[Start GIVEN TEXT]

On 14/01/2012, at 12:29 AM, Stuart Henderson wrote:

> On 2012-01-12, Sam Vaughan <samjvaug...@gmail.com> wrote:
>> I have a web server handling predominantly https traffic sitting on a DMZ
>> behind a CARP'd firewall of two ALIX 2D3s.
>>
>> Since the firewall is NATting traffic to the web server, the source IP of
>> requests arriving at the web server is always the firewall's CARP address
on
>> the DMZ.
>
> Do you really have to NAT the source address? That is unusual,
> most people just use rdr-to which only touches the destination address.

Nope, it was a bad set-up!  Somehow I overlooked setting my web server's
default route after installing it.  When debugging the lack of reply traffic
from it I came to the false conclusion that the firewall was dropping replies
to routable IPs on its internal interface and that inbound NAT was needed.

I've now added the default route and restricted NAT to outbound traffic on
the external interface and all is good.

>> I'd like the server to see the original client IP.

[End GIVEN TEXT]
[Start DATA EXTRACT]

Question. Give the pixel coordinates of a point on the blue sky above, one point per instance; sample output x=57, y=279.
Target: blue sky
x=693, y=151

[End DATA EXTRACT]

### EXERCISE INSTRUCTIONS
In the firewall email, condense the paragraph beginning "Nope, it was a bad set-up!" into a short bulleted list that keeps its main facts. The lines are separate material with no connection to the firewall email.

### EXERCISE RESULT
- The setup was faulty.
- The web server's default route was never set after installation.
- While debugging the missing reply traffic, the writer wrongly concluded that the firewall was dropping replies to routable IPs on its internal interface.
- From this, the writer also wrongly concluded that inbound NAT was needed.